◆ Exercise
Please return only the lines from the one holding "Please provide the mask of every instance of the **curly" through the one holding "The photo above is the one in question.", exactly as they appear in the records below, both ends included.

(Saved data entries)
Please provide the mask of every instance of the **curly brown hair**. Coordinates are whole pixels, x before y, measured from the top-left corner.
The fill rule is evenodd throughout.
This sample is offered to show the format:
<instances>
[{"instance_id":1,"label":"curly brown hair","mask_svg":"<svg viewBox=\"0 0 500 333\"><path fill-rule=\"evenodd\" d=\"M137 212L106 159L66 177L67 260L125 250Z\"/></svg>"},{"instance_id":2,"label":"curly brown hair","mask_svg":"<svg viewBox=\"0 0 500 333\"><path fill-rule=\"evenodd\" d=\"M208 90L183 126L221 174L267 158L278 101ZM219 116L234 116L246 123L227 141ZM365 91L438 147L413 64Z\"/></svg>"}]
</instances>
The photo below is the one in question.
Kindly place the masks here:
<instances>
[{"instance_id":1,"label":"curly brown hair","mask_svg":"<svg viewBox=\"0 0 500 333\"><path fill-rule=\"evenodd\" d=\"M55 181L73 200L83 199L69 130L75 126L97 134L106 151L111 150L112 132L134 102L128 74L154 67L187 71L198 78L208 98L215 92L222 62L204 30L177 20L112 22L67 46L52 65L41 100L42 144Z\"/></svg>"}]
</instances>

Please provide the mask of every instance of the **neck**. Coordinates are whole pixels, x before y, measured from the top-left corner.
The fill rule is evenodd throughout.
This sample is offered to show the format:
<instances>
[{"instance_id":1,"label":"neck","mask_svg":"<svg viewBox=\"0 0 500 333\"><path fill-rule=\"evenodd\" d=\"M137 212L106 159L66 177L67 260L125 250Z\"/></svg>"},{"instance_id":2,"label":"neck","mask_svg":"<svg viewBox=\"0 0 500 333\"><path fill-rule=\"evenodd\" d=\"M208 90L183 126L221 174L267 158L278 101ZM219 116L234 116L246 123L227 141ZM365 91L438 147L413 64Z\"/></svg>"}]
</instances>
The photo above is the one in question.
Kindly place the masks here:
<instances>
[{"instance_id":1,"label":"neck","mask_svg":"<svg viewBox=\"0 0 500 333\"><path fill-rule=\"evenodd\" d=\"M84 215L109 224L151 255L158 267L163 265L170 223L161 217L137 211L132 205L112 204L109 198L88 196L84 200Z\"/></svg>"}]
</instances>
...
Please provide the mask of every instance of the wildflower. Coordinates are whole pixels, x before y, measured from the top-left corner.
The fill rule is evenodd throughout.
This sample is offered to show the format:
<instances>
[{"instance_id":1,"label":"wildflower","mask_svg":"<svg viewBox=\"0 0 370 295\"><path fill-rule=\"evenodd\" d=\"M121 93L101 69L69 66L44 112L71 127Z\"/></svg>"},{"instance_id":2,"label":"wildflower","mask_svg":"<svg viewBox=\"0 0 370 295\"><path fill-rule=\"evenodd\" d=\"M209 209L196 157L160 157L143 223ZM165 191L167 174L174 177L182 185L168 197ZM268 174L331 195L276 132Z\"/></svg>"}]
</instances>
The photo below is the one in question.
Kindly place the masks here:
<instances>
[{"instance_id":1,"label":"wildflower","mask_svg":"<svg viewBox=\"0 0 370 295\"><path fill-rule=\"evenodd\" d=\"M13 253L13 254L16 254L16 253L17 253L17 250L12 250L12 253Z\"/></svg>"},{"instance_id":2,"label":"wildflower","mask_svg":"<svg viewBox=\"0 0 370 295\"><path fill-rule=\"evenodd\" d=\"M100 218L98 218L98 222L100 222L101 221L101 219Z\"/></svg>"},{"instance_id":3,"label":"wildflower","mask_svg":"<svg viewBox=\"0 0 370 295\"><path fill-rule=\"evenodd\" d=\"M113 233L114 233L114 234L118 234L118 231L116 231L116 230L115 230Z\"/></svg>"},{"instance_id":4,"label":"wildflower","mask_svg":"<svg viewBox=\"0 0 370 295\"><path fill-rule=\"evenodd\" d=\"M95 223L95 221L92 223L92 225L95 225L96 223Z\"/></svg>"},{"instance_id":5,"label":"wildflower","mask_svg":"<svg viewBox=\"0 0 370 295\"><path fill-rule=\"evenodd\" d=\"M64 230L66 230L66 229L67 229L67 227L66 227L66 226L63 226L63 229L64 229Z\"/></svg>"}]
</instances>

◆ Result of the task
Please provide the mask of every instance of the **curly brown hair**. Coordinates are whole pixels, x before y, measured from the top-left corner.
The fill rule is evenodd throughout.
This sample is offered to show the format:
<instances>
[{"instance_id":1,"label":"curly brown hair","mask_svg":"<svg viewBox=\"0 0 500 333\"><path fill-rule=\"evenodd\" d=\"M137 212L106 159L66 177L67 260L125 250Z\"/></svg>"},{"instance_id":2,"label":"curly brown hair","mask_svg":"<svg viewBox=\"0 0 500 333\"><path fill-rule=\"evenodd\" d=\"M208 90L183 126L221 174L267 158L278 101ZM219 116L234 116L246 123L227 141ZM365 91L438 147L413 64Z\"/></svg>"}]
</instances>
The photo below is the one in question.
Kindly place the masks here:
<instances>
[{"instance_id":1,"label":"curly brown hair","mask_svg":"<svg viewBox=\"0 0 500 333\"><path fill-rule=\"evenodd\" d=\"M55 181L73 200L83 199L69 130L75 126L97 134L106 151L111 150L112 132L134 102L128 74L154 67L187 71L198 78L208 98L215 92L222 62L204 30L177 20L112 22L67 46L52 65L41 100L42 144Z\"/></svg>"}]
</instances>

Please provide the mask of every instance of the **neck**. Coordinates are whole pixels, x before y, measured from the top-left corner.
The fill rule is evenodd throughout.
This sample is offered to show the format:
<instances>
[{"instance_id":1,"label":"neck","mask_svg":"<svg viewBox=\"0 0 500 333\"><path fill-rule=\"evenodd\" d=\"M137 212L106 159L66 177L67 260L125 250Z\"/></svg>"},{"instance_id":2,"label":"neck","mask_svg":"<svg viewBox=\"0 0 500 333\"><path fill-rule=\"evenodd\" d=\"M208 90L183 126L221 174L267 158L278 101ZM219 116L234 116L246 123L227 141ZM365 91L438 147L413 64Z\"/></svg>"}]
</instances>
The photo above is the one in question.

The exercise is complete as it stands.